# Opinions on new .380 pistol



## JimK66 (Jan 31, 2007)

Hi Gents, I want to get a nice .380 pistol for target and fun shooting and possibly ccw. I haven't looked at or researched any so your input is valuable to me. Your experiences with a particular brand and model (good and bad). it's accuracy, reliability, etc are things I'm looking for.
I'm not interested in a minicompact, but something with a 3" barrel like most current compaacts.
PS: Don't ask WHY I WANT A .380! I just do. That's like asking me what do I use for a home protection weapon and I say "16" 12 GA pump shotgun" I don't have to worry about aiming....only rack, point, pull the trigger and blow the hell out of anything or anybody that's in it's way. End of conversation.:smt023 
Thanks in advance,
Jim


----------



## Revolver (Aug 26, 2006)

The pistols that come to mind are the Walther PPK/S, CZ 83, Sig 232, and Bersa Thunder .380.


----------



## Wandering Man (Jul 9, 2006)

Welcome to the Forum. I'm sure we'll manage to get you good and confused with our responses.

My wife and a colleague recently each purchased the Bersa Thunder 380. Both are happy with the choice. It has been reliable for both folks, and it has the advantage of being inexpensive.

WM


----------



## bangbang (Jan 18, 2007)

Hmmm...you want a .380 but not a sub-compact pocket version huh...

Quality wise, I would say get the Sig P232...but that is not a cheap gun.

I cannot comment about any of the other options...but I too am in the market for a .380 ACP gun...but mine needs to be pocketable...I am leaning towards the Kel-Tec P3AT.

I have two gun shows coming to town this month. By the time the second one leaves...I should have a Kel-Tec...unless of course a .45 ACP catches my eye first...


----------



## Rotorflyr (May 13, 2006)

JimK,
I'd say go with the Bersa Thunder .380, it's inexpensive and everyone I know who has them has nothing but good things to say about them. They are reported to be accurate, reliable and fun to shoot.
Look at it this way, if you decide you really like the .380, you can always get a "better" (read:more expensive) one, and if you decide you don't like it, you aren't out much $$ and can (likely) sell it for near what you paid for it.

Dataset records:
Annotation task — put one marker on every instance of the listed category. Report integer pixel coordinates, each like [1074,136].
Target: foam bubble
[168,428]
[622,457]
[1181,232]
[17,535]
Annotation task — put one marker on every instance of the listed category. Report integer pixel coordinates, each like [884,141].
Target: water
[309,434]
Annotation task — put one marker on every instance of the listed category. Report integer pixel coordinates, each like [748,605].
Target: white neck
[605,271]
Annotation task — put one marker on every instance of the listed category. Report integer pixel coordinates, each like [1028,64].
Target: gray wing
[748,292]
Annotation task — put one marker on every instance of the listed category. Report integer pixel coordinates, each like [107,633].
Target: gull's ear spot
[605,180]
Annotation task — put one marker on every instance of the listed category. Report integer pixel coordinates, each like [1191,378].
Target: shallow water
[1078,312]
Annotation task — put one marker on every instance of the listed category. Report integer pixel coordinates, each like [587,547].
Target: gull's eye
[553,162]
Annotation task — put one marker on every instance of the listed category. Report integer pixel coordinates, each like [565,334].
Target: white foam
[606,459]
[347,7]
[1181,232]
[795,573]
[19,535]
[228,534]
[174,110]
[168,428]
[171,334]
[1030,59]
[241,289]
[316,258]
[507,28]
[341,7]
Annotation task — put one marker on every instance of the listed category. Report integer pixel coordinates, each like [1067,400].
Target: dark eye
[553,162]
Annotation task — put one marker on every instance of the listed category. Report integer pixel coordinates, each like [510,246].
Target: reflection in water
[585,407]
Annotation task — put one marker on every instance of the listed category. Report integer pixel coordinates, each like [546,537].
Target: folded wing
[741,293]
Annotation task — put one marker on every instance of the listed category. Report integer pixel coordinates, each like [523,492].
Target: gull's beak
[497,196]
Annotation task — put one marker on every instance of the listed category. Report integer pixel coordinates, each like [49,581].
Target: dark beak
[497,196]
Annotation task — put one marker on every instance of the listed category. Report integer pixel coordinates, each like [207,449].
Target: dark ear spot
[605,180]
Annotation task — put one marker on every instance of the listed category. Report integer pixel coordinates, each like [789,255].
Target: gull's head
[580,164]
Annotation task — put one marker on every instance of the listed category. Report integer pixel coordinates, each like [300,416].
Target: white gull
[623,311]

*Challenge 1*.
In the .380 pistol thread, which pistol did Wandering Man's wife and a colleague each buy?
*Challenge 2*.
Duplicate the text of the .380 pistol thread between "I'm not interested" and "Bersa Thunder .380.", inclusive.
*Challenge 3*.
Give the username of every person who posted in the .380 pistol thread.

*Full solution 1*.
The Bersa Thunder 380.

*Full solution 2*.
I'm not interested in a minicompact, but something with a 3" barrel like most current compaacts.
PS: Don't ask WHY I WANT A .380! I just do. That's like asking me what do I use for a home protection weapon and I say "16" 12 GA pump shotgun" I don't have to worry about aiming....only rack, point, pull the trigger and blow the hell out of anything or anybody that's in it's way. End of conversation.:smt023 
Thanks in advance,
Jim


----------



## Revolver (Aug 26, 2006)

The pistols that come to mind are the Walther PPK/S, CZ 83, Sig 232, and Bersa Thunder .380.

*Full solution 3*.
JimK66, Revolver, Wandering Man, bangbang, Rotorflyr